#### TASK DIRECTIONS
Copy the stretch from the line containing "Objective — drop one pin on each instance of the folding" through the end of these lines, switching "folding camp chair" to "collapsible chair" and leaving everything else unchanged.
BEGIN RECORDED DATA
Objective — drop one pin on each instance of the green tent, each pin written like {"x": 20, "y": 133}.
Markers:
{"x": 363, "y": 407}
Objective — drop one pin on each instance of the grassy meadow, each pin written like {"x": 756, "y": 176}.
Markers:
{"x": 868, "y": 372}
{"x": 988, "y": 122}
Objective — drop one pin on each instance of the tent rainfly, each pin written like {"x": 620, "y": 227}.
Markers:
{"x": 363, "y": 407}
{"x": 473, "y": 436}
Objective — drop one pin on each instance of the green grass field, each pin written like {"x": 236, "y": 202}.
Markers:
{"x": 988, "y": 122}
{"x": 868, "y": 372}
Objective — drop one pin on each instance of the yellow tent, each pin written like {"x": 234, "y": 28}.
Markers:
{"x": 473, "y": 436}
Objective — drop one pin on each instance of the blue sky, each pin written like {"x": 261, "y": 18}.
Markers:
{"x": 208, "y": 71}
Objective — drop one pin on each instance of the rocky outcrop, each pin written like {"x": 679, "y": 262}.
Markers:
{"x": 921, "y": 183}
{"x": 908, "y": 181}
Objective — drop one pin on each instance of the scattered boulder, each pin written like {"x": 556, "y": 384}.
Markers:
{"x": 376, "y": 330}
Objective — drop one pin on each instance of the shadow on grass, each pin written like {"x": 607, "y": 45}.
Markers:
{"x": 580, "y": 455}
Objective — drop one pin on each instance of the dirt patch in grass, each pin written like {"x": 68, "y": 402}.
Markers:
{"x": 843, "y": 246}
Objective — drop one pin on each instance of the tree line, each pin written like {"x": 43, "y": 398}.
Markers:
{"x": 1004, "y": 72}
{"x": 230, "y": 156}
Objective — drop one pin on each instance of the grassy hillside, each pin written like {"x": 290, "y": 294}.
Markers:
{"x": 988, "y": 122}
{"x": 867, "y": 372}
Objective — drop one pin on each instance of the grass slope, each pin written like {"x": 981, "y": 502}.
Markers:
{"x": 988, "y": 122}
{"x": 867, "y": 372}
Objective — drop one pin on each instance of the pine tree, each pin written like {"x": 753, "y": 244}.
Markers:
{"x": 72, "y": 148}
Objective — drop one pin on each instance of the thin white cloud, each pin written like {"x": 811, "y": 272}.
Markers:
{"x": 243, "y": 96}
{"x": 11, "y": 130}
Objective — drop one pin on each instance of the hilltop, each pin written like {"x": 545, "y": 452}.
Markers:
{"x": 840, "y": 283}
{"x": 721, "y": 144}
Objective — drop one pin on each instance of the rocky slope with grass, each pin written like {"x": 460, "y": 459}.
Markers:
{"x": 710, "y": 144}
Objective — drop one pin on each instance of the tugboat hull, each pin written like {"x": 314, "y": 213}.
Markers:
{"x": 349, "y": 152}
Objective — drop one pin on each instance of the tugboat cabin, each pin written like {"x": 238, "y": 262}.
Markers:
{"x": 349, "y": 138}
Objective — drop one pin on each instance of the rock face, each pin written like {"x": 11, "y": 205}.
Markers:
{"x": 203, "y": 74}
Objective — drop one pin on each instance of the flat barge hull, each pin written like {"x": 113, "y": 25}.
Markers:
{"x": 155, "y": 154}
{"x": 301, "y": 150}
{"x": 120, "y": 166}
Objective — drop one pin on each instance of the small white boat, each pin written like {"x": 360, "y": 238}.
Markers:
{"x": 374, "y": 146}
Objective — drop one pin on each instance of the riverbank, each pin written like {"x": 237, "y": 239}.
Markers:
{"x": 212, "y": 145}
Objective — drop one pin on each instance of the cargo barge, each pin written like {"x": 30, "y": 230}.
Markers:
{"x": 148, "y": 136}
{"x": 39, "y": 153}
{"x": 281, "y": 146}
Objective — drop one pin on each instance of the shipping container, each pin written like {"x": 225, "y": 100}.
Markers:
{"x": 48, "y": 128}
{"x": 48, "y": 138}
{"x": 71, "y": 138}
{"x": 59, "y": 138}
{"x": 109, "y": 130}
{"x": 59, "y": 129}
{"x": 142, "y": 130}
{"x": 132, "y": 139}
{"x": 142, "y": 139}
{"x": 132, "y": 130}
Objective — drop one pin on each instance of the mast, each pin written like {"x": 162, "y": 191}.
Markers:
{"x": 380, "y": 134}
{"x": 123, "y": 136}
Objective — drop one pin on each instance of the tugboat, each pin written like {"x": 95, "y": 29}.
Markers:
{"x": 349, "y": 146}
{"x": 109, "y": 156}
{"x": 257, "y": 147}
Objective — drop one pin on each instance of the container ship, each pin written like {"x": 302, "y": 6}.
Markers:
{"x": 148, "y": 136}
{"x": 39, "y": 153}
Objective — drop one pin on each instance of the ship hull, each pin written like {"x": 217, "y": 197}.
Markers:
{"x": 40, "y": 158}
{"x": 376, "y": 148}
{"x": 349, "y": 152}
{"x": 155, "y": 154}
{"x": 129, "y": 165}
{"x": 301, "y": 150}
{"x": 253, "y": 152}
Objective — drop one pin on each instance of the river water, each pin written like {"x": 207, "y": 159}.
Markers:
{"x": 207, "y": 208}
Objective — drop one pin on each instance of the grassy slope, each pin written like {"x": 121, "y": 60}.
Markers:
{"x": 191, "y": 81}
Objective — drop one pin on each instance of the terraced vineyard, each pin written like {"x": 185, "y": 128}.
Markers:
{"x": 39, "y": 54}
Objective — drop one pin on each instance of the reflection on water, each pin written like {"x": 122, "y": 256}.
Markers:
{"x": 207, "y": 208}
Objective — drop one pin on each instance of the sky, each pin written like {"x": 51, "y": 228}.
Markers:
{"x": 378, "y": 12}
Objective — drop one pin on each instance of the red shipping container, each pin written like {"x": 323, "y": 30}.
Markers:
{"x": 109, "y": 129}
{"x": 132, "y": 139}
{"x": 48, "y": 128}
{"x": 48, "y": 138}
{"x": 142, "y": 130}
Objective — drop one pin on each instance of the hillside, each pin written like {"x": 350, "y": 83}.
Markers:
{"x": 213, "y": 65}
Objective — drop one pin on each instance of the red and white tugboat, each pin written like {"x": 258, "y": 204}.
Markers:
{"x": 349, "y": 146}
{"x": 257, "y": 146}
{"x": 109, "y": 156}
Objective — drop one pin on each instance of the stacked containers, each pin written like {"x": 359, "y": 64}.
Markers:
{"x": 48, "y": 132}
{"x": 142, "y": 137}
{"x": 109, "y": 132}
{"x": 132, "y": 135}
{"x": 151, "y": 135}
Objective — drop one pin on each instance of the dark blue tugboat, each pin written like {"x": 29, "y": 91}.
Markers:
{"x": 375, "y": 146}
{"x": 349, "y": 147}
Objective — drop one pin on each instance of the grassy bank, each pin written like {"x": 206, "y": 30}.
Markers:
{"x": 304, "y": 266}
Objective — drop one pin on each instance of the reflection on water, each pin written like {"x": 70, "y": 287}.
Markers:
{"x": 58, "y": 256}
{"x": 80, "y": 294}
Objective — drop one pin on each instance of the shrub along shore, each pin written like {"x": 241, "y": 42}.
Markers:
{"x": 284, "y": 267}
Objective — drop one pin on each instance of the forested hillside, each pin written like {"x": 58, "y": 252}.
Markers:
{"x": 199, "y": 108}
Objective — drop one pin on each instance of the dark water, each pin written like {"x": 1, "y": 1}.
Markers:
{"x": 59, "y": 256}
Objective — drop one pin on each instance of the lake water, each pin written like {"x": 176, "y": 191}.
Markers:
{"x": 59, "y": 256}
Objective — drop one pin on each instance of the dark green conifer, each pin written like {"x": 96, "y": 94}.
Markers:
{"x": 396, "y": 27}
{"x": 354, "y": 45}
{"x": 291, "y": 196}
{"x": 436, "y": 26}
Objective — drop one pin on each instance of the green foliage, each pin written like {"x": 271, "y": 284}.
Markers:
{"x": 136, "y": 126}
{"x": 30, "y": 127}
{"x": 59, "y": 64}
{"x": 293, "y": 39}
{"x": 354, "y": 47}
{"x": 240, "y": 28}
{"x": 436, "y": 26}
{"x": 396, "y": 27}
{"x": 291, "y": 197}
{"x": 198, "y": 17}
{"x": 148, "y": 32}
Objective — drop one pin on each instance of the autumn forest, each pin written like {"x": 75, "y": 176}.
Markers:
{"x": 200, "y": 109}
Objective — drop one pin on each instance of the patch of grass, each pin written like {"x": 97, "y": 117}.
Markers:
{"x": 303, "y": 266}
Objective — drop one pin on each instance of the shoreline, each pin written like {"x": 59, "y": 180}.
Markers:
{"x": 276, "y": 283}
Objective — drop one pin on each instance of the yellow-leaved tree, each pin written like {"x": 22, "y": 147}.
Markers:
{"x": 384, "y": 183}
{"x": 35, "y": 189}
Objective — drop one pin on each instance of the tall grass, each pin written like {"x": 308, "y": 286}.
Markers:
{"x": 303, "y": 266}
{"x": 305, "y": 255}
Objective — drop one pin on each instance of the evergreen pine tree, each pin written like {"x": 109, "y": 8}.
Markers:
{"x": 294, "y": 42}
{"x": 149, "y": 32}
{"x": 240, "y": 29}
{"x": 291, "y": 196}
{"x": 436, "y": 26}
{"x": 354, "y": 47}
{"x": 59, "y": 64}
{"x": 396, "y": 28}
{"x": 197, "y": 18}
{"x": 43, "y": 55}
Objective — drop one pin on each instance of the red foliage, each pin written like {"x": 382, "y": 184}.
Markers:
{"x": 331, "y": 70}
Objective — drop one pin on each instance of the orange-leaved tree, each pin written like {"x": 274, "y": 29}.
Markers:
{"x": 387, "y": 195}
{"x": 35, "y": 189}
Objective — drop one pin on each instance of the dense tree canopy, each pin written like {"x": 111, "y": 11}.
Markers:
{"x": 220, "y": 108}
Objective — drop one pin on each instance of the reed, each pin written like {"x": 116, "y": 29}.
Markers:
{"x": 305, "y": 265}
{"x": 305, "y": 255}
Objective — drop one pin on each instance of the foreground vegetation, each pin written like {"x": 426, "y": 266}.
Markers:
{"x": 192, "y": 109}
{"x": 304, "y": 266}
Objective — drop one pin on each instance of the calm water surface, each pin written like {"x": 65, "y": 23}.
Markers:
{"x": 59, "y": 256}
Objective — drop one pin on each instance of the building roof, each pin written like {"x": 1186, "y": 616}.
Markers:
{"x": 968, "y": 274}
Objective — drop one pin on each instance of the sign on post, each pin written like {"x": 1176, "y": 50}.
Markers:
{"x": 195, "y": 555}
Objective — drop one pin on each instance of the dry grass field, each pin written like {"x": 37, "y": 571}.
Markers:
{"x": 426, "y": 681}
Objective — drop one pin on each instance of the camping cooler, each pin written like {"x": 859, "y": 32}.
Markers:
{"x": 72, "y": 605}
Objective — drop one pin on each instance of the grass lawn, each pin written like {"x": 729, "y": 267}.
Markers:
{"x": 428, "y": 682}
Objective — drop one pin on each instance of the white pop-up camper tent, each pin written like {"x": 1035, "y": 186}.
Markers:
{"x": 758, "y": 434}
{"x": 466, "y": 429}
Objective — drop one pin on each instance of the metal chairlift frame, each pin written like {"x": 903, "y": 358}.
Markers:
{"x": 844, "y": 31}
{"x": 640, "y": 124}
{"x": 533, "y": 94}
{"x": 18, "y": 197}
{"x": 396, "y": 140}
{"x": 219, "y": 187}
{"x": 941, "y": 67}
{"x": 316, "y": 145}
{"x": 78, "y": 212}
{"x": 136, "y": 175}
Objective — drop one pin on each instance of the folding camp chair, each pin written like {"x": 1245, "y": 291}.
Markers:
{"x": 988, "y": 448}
END RECORDED DATA
#### SOLUTION TO THIS TASK
Objective — drop one pin on each instance of the collapsible chair, each pin written like {"x": 1245, "y": 291}.
Markers:
{"x": 988, "y": 448}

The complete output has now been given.